▶ _Artigo_
=-=-=-=-=

Tudo isto conduziu à construção de uma cultura empresarial inconsistente, refletida e traduzida numa grande aversão à mudança, por parte dos trabalhadores, na falta de rapidez de resposta e de desconhecimento de mercado e na fraca qualidade da força de trabalho. Estes fatores foram apontados também como reais causas que estiveram na base do insucesso dos processos de privatização das empresas angolanas.  

Em detalhe, na análise de conteúdo realizada às empresas Vidrul e Cipal foram identificadas como principais causas de insucesso dos processos de privatização em Angola: (1) falta de transparência, (2) excesso de burocracia, (3) ineficácia, (4) falta de objetividade, (5) viciamento do processo, (6) falta de conhecimento e de experiência de gestão empresarial dos seus gestores, (7) falta de recursos financeiros, (8) política financeira estatal inadequada, (9) sistema bancário excessivamente politizado, burocratizado e não transparente, (10) indisponibilidade de mão de obra qualificada, (11) escassez de fornecedores, (12) falta de máquinas e equipamentos, (13) dificuldade na obtenção de financiamento bancário, (14) instabilidade política, e (15) falta de formação e de (16) educação e civismo dos trabalhadores.

Segundo os inquiridos, o sucesso empresarial e a dinâmica competitiva que lhe possa estar subjacente deve ficar desta forma ligada ao desenvolvimento de um conjunto de políticas que promovam e incentivem as iniciativas empresariais no país, no sentido de garantir a diminuição da corrupção, do paternalismo, do excesso de burocracia, da discriminação e da falta de transparência que se fazem sentir. Aspetos negativos que conduzem o sistema a uma diminuição da força empresarial nacional e da alavancagem e crescimento de organizações internacionais que atuam ou pretendem atuar em território angolano.

=-=-=-=-=

Entradas de indicação de objetos nomeados:

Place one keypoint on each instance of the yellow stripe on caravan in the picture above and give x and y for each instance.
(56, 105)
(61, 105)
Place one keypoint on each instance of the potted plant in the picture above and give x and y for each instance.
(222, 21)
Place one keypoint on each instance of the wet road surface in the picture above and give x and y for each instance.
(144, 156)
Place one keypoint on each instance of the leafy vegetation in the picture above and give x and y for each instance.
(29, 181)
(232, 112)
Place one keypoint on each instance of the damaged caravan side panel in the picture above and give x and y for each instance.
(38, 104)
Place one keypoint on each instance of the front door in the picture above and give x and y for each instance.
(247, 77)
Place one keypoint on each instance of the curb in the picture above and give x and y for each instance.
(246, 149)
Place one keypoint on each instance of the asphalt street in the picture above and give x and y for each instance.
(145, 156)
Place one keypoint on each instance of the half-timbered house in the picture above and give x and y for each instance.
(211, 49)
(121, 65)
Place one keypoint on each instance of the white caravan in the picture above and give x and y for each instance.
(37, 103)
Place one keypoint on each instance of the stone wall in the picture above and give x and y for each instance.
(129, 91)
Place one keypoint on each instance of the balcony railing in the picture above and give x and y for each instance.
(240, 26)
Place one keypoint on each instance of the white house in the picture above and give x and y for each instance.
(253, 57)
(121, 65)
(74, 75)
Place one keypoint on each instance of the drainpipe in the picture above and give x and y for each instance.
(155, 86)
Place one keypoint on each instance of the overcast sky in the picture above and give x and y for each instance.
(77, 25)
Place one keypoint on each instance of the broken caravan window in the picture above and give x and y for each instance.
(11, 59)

=-=-=-=-=

▶ _Instruções_
**A)** Transcreva, do texto sobre a privatização em Angola, o trecho que se inicia com as palavras que contêm "Segundo os inquiridos, o" e se encerra com "em território angolano.".
**B)** Indique se cada uma das afirmações abaixo está de acordo com o texto sobre a privatização em Angola. Responda sim ou não e cite literalmente as palavras do texto que fundamentam a resposta.
(i) A análise de conteúdo incidiu sobre as empresas Vidrul e Cipal.
(ii) A instabilidade política não figura entre as causas de insucesso identificadas.
(iii) Segundo os inquiridos, as políticas a desenvolver devem garantir o aumento da burocracia.

▶ _Resultados por tarefa_
**A)**
Segundo os inquiridos, o sucesso empresarial e a dinâmica competitiva que lhe possa estar subjacente deve ficar desta forma ligada ao desenvolvimento de um conjunto de políticas que promovam e incentivem as iniciativas empresariais no país, no sentido de garantir a diminuição da corrupção, do paternalismo, do excesso de burocracia, da discriminação e da falta de transparência que se fazem sentir. Aspetos negativos que conduzem o sistema a uma diminuição da força empresarial nacional e da alavancagem e crescimento de organizações internacionais que atuam ou pretendem atuar em território angolano.

**B)**
(i) Sim: "na análise de conteúdo realizada às empresas Vidrul e Cipal".
(ii) Não: "(14) instabilidade política".
(iii) Não: "no sentido de garantir a diminuição da corrupção, do paternalismo, do excesso de burocracia".